**Trecho fornecido:**
SÃO PAULO, SP (FOLHAPRESS) – Material utilizado no teto de casas, muito comum em moradias populares, o zinco é o ponto de partida para as obras de Carolina Cordeiro. Trabalhando com o metal há alguns anos, a artista já fez com ele castelos de cartas equilibrados delicadamente e simulou um céu de estrelas, ao cobrir a claraboia da biblioteca de um espaço expositivo com grandes placas de zinco perfuradas.
A obra de 2019, mostrada no Auroras, em São Paulo, também pode ser compreendida como uma referência à precariedade, na medida em que os furos nas placas deixavam a luz do sol passar e adentrar o espaço expositivo.
O desgaste natural do zinco exposto às intempéries interessa à artista, que agora reutiliza as chapas daquele trabalho numa nova obra de sua mostra individual, “O Tempo É”, em cartaz até meados de outubro na galeria Galatea, na capital paulista.
Nesta instalação, que leva o nome da mostra, Cordeiro junta as chapas de zinco desgastadas a espelhos oxidados de mesmo tamanho, num conjunto de diversas peças penduradas a partir do teto. Nelas incide uma luz que, assim como os raios de sol na versão de 2019 da obra, atravessa o metal. Qualquer comparação com casas de construção precária não é mera coincidência.
“Por que um material que foi tão parte do universo construtivo brasileiro não entra na história como um material importante para se pensar a arquitetura do Brasil?”, diz Cordeiro, fazendo uma comparação entre as construções com zinco e os prédios modernistas, que têm presença marcante nos livros de arquitetura e no imaginário nacional.
Na outra sala da galeria, vemos no chão um rodapé de parede a parede repleto de confetes de zinco, uma coisa entre o carnavalesco e o bruto, e também uma série de trabalhos sobre papel. Nestes, a artista riscou as folhas com pregos, de modo a criar cicatrizes, e colocou na extremidade de cada risco pequenos discos de zinco, como se eles tivessem rasgado o papel.

**Complete o seguinte:**
1. Segundo o texto sobre as obras de zinco de Carolina Cordeiro, em que galeria está em cartaz a mostra "O Tempo É"?
2. Prossiga com o texto sobre as obras de zinco de Carolina Cordeiro a partir do ponto em que ele termina.

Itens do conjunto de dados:
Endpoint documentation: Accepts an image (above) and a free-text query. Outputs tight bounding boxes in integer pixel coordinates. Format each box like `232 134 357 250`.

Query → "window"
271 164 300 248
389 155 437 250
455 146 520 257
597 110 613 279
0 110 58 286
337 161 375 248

**Os resultados:**
1. Na galeria Galatea, na capital paulista.

2.
O título desta obra, “Sinais Iniciais”, veio de um verso de “Retiros Espirituais”, de Gilberto Gil, música que também empresta de sua letra o nome do trabalho dos confetes, “Retirar Tudo o que Disse”. A artista cita ainda, como inspiração para a exposição, outras faixas do cancioneiro nacional em que o zinco aparece na letra ”Barracão de Zinco” e “Telhado de Zinco”.
A MPB foi importante na formação da artista mineira de 40 anos, acostumada a frequentar as turmas da música e da poesia nos anos de sua adolescência em Belo Horizonte, cidade onde se formou em desenho na Universidade Federal de Minas Gerais.
Já o nome da exposição, “O Tempo É”, veio de um poema de Carlos Drummond de Andrade, outra referência marcante na poética da artista, dado que ela já fez um trabalho com o livro no qual a poesia que contém este verso foi publicada.
Como Cordeiro usa pouquíssimos elementos em suas obras, a escolha de cada um é deliberada e permite muitas associações possíveis para quem vê. Trata-se de uma opção dela, claro, mas também de uma medida desenvolvida a partir da contenção.
“A condição precária em termos de recursos nos faz, dentro da nossa formação [como artistas], perceber uma série de materiais que já estão no mundo e que são riquíssimos e podem ser usados em nossos trabalhos. Eles são cheios de significados.”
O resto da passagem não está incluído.